#### Exercise requirements
Please copy the lines below verbatim, from the line containing "of the sandy" through the line containing "<point>671,453</point>", both included.

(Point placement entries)
++++++++++++++++++++

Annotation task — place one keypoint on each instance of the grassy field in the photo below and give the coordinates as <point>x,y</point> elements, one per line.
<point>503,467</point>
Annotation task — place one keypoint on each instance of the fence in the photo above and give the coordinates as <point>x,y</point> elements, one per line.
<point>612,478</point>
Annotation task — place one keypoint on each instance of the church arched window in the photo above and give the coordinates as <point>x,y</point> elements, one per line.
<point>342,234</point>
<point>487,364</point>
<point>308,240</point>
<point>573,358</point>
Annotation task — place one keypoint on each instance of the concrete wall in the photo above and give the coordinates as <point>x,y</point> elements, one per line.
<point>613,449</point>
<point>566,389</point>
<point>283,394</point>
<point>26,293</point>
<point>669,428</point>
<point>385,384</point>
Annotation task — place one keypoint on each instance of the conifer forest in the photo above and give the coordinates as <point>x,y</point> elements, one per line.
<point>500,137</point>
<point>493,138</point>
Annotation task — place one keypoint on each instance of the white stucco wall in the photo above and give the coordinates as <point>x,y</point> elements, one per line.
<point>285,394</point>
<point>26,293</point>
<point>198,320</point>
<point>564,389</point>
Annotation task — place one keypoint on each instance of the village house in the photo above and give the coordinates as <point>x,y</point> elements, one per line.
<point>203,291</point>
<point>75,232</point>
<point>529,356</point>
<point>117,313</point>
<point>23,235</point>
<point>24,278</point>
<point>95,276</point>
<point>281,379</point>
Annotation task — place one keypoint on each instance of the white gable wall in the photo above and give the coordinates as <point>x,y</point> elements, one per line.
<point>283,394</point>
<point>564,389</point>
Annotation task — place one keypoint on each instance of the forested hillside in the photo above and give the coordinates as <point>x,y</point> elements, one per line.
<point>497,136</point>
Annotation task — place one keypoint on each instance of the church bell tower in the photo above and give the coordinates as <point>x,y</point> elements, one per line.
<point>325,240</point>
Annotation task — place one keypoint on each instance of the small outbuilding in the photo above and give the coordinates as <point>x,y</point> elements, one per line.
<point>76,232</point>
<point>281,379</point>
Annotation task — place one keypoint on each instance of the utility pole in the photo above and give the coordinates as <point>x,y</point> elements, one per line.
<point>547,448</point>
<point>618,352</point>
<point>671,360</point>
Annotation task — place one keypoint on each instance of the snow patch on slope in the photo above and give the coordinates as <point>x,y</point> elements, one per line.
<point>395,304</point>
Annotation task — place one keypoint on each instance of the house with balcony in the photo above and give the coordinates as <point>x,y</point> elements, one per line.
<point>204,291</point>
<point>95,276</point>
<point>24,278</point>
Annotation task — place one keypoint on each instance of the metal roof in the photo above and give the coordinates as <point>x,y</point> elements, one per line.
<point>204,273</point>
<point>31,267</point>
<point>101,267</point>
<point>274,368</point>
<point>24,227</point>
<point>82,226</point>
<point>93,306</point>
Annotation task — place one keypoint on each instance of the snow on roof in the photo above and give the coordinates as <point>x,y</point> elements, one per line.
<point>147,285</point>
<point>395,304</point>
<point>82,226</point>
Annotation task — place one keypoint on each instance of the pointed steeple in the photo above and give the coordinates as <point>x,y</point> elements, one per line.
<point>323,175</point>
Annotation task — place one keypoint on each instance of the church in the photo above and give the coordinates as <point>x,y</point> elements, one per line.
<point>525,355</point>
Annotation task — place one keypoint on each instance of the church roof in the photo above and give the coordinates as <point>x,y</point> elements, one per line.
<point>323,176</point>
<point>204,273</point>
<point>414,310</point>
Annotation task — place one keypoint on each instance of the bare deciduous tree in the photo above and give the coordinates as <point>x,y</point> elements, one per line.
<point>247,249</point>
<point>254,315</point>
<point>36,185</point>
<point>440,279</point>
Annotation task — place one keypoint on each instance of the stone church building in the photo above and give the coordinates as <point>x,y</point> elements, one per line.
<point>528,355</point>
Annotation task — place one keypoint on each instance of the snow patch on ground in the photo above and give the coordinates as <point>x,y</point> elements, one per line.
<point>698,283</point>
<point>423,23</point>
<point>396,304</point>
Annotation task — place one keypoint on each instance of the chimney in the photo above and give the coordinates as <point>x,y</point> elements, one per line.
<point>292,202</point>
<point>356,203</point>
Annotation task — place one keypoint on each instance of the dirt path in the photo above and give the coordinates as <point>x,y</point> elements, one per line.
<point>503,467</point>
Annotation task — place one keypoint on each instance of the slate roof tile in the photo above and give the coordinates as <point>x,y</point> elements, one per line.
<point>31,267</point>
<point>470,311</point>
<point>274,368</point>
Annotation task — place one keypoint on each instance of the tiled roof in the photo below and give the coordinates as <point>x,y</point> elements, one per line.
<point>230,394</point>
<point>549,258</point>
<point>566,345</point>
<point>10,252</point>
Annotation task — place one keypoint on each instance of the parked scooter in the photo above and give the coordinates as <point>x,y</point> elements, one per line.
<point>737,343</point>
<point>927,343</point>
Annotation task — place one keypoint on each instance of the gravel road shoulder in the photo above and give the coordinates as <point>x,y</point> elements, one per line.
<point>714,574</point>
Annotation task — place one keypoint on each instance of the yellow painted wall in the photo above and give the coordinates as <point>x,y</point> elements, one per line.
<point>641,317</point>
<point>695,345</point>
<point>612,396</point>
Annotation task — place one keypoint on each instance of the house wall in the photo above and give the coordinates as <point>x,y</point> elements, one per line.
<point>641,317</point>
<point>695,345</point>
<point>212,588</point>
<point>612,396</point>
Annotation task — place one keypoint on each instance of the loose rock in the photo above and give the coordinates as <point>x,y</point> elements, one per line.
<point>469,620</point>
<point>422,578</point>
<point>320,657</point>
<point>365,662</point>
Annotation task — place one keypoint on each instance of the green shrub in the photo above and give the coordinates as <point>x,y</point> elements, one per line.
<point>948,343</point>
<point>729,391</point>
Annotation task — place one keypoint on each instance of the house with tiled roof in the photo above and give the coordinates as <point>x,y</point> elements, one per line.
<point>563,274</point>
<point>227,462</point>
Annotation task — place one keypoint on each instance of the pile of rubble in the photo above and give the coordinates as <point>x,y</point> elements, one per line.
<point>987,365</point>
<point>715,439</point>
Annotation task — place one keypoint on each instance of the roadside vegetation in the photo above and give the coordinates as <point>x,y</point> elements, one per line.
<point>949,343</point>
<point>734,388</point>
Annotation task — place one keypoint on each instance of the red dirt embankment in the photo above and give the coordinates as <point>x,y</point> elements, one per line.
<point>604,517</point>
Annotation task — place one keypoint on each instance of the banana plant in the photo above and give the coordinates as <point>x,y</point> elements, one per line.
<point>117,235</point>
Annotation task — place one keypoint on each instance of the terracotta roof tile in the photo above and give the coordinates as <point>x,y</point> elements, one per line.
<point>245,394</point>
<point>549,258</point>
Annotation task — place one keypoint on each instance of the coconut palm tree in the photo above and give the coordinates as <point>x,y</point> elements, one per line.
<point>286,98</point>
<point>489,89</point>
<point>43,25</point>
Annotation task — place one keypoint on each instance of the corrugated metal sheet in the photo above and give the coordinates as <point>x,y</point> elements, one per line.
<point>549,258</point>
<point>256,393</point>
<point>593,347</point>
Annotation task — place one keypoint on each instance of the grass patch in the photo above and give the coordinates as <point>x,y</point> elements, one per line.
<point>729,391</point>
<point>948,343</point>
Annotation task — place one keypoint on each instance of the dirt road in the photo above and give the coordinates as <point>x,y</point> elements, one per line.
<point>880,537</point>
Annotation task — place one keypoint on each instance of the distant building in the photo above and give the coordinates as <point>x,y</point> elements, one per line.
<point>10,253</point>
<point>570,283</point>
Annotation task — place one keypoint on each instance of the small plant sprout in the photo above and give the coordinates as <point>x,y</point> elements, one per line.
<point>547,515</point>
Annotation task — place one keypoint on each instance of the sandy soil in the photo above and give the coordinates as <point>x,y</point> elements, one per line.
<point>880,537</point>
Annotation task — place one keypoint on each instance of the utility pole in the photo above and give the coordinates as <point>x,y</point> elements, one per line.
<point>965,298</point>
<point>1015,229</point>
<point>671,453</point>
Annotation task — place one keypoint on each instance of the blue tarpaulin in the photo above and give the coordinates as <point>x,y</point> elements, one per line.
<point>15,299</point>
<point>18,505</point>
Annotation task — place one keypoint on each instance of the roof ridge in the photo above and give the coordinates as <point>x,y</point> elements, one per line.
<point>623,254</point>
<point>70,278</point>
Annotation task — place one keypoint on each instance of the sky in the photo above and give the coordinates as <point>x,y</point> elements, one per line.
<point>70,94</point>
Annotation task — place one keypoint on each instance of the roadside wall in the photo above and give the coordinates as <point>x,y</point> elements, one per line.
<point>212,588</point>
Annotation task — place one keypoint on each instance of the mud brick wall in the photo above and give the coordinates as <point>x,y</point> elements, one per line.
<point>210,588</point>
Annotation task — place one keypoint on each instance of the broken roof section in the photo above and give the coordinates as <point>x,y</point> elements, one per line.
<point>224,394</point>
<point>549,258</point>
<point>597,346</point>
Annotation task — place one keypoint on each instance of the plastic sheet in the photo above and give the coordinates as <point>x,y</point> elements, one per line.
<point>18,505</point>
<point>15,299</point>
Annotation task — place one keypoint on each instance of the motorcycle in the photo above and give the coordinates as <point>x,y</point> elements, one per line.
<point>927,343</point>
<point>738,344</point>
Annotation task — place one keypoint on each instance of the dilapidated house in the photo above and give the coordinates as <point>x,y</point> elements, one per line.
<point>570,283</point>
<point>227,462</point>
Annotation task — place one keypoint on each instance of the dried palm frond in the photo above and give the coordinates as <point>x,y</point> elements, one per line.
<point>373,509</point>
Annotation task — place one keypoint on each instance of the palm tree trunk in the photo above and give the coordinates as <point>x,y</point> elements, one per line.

++++++++++++++++++++

#### Task solution
Annotation task — place one keypoint on each instance of the sandy soil in the photo above and give the coordinates as <point>x,y</point> elements, one per line.
<point>880,537</point>
Annotation task — place one keypoint on each instance of the utility pole in the photo above and give the coordinates as <point>x,y</point> elements, one per line.
<point>965,298</point>
<point>1015,229</point>
<point>671,453</point>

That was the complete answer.